# Start of DATA ROWS

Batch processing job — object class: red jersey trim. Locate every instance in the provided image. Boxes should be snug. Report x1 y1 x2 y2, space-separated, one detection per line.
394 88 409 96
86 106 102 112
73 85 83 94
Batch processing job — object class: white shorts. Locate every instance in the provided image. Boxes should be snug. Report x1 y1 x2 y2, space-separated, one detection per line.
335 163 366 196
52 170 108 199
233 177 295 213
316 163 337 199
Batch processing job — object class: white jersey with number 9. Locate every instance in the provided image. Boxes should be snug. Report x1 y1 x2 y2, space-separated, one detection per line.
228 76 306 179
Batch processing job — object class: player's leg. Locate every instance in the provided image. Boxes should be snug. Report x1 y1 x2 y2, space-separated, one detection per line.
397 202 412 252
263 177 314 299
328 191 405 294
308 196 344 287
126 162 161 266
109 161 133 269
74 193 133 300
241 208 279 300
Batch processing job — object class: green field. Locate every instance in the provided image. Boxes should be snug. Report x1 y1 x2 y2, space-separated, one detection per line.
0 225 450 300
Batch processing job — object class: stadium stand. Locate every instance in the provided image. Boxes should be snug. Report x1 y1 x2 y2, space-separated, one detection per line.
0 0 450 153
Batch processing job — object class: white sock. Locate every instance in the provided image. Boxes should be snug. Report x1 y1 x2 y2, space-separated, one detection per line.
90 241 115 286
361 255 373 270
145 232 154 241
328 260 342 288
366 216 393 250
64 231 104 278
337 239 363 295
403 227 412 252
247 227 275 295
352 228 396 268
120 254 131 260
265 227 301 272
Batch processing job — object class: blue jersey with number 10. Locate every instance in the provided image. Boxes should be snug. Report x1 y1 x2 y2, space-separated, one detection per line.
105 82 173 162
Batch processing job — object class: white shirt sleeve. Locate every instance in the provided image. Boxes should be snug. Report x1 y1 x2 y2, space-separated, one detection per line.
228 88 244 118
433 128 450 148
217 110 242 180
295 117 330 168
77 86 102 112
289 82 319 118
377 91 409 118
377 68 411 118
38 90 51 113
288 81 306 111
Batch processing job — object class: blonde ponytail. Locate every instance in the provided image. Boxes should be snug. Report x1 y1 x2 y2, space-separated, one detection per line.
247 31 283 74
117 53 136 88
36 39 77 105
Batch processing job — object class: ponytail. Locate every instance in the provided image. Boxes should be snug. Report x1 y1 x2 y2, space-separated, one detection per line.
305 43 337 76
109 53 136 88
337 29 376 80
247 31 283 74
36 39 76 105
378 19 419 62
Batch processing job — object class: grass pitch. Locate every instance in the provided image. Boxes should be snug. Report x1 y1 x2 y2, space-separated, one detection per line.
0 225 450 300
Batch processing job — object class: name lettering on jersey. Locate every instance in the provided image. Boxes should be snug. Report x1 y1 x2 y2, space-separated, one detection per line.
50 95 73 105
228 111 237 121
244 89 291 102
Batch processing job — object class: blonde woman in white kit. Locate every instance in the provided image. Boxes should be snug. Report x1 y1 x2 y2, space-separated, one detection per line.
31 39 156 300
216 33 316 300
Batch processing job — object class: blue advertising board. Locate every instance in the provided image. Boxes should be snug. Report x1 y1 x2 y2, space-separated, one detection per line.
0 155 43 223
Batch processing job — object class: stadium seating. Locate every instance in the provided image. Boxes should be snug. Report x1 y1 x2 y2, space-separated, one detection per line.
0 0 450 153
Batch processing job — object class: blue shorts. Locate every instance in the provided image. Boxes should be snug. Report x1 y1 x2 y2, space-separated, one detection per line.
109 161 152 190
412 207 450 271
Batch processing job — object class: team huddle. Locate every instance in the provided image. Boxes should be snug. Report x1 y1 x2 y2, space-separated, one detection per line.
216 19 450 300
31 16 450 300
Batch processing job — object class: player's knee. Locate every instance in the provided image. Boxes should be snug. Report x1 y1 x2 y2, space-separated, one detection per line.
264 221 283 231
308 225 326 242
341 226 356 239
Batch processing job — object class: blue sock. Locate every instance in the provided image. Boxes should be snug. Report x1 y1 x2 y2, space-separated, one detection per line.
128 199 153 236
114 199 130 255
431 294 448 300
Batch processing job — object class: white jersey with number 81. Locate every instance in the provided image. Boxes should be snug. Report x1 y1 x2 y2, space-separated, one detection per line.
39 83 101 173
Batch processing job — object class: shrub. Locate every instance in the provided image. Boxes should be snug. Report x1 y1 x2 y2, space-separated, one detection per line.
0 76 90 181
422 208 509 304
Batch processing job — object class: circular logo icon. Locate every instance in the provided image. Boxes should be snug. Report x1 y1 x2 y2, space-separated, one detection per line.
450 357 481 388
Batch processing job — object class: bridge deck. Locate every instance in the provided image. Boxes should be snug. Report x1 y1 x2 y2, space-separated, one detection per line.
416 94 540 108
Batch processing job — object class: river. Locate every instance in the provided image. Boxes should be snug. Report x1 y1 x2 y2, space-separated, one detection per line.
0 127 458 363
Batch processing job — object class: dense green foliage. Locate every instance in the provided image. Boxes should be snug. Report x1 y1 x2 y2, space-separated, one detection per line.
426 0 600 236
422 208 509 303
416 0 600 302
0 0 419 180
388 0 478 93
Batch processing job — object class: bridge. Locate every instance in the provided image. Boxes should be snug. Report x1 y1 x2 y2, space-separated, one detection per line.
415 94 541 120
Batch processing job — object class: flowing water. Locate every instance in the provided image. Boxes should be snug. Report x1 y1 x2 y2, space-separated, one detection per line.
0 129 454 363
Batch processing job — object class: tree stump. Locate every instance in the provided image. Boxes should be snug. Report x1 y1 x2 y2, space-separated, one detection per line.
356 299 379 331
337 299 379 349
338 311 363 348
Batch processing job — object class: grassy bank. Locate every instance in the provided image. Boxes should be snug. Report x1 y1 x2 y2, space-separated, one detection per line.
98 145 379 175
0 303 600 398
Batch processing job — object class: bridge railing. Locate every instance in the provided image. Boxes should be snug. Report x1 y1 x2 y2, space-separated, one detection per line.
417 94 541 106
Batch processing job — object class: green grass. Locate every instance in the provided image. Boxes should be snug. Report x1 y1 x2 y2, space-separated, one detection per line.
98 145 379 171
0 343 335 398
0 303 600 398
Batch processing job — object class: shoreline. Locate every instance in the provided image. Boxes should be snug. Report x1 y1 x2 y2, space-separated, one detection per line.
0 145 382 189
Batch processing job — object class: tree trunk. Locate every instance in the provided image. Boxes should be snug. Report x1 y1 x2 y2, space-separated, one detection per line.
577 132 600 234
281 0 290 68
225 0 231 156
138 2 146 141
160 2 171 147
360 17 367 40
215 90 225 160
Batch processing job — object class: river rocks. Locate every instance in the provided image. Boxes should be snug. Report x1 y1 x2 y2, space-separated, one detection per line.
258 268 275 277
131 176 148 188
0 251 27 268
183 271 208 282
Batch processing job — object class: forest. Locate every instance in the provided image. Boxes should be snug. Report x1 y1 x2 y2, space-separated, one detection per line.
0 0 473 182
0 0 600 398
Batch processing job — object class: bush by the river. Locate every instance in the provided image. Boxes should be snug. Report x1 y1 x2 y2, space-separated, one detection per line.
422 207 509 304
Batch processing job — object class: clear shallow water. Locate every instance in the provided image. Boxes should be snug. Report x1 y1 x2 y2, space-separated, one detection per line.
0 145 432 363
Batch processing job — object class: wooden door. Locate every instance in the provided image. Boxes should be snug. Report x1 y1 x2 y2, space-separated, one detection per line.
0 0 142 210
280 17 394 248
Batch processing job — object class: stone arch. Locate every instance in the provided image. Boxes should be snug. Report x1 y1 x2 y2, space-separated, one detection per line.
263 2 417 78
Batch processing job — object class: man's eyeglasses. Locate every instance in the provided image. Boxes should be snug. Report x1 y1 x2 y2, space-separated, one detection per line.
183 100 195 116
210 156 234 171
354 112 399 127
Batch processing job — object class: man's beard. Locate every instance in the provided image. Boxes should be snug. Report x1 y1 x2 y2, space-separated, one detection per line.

# End of DATA ROWS

Recast as a Markdown table with columns n and Line the lines from the line with "Batch processing job — object class: clear" up to and including the line with "263 2 417 78", one row per line and blank lines left out.

_SOLUTION TO THIS PROBLEM:_
| n | Line |
|---|---|
| 1 | Batch processing job — object class: clear shallow water. Locate every instance in the provided image. Boxes should be snug. Report x1 y1 x2 y2, space-separated, one detection per line. |
| 2 | 0 145 432 363 |
| 3 | Batch processing job — object class: wooden door. Locate every instance in the provided image. Boxes should be snug. Report x1 y1 x2 y2, space-separated, one detection per line. |
| 4 | 0 0 142 210 |
| 5 | 280 17 394 248 |
| 6 | Batch processing job — object class: stone arch. Locate every instance in the provided image. Boxes should be snug. Report x1 y1 x2 y2, space-separated, one detection per line. |
| 7 | 263 2 417 78 |